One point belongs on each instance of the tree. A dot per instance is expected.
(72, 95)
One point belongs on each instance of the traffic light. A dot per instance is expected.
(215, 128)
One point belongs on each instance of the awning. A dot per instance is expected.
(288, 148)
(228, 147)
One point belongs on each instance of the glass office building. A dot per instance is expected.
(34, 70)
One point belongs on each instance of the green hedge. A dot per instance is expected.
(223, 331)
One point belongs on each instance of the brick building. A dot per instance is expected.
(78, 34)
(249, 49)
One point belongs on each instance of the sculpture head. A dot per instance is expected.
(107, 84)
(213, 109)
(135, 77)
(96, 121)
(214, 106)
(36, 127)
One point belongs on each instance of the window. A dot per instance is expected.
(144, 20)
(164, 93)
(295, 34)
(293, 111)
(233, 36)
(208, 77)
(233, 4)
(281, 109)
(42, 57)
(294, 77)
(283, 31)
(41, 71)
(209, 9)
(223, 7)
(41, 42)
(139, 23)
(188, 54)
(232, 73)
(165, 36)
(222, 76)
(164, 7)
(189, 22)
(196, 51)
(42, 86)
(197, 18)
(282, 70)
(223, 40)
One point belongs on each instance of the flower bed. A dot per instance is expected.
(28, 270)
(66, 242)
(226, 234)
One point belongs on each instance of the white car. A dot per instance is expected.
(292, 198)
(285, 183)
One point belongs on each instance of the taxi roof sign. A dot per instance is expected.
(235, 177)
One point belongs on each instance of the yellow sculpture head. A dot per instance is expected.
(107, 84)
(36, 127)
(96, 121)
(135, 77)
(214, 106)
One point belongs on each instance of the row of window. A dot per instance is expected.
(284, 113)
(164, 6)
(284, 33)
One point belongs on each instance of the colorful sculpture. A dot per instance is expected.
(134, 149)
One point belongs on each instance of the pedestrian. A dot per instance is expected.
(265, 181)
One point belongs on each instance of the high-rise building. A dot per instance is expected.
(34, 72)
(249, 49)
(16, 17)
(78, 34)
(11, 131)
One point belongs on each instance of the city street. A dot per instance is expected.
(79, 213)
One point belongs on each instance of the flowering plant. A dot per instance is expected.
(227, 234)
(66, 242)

## REQUIRED ACTION
Print all of the data exactly as it was given.

## RESPONSE TO THE TASK
One point belongs on each instance of the tree. A dot per instance is expected.
(72, 95)
One point belongs on each instance of the traffic light. A dot per instance is expected.
(215, 128)
One point belongs on each instance of the awning. A dot per instance is expected.
(288, 148)
(228, 147)
One point belongs on each instance of the glass office building. A dot per instance is expected.
(34, 70)
One point belongs on each instance of the green hedge. A dot per instance is expected.
(223, 331)
One point belongs on each instance of the brick building. A dot per instance is expected.
(78, 34)
(249, 49)
One point belongs on each instance of the sculpture head. A dot per instance is expected.
(107, 84)
(213, 109)
(135, 77)
(96, 121)
(214, 106)
(36, 127)
One point belongs on each instance of the window. A dot per instance is expected.
(144, 20)
(164, 93)
(295, 34)
(293, 111)
(233, 36)
(208, 77)
(233, 4)
(281, 109)
(42, 57)
(294, 77)
(283, 31)
(41, 71)
(209, 9)
(223, 7)
(41, 42)
(139, 23)
(188, 54)
(232, 73)
(165, 36)
(222, 76)
(164, 7)
(189, 22)
(196, 51)
(42, 86)
(197, 18)
(282, 70)
(223, 40)
One point belongs on each instance of the flower bed. A dot per instance is expected.
(28, 270)
(66, 242)
(226, 234)
One point belongs on each instance of the white car. A dot per instance is expected.
(292, 198)
(285, 183)
One point belongs on each instance of the taxi roof sign. A dot per instance is expected.
(235, 177)
One point belongs on each instance of the yellow sculpture head. A dot per instance is expected.
(107, 84)
(36, 127)
(96, 121)
(135, 77)
(214, 106)
One point belongs on each instance of the row of window. A dot per instance is expected.
(284, 113)
(164, 6)
(284, 33)
One point belongs on each instance of the colorful sculpture. A dot per instance is expected.
(134, 149)
One point belongs on each instance of the pedestrian. A dot per instance is expected.
(265, 181)
One point belongs on each instance of the high-rise building. A dot per instance is expected.
(34, 72)
(249, 49)
(16, 17)
(78, 34)
(11, 131)
One point belongs on each instance of the city street. A dot per instance is expected.
(79, 213)
One point belongs on each instance of the flowering plant. A dot per instance is expected.
(227, 234)
(66, 242)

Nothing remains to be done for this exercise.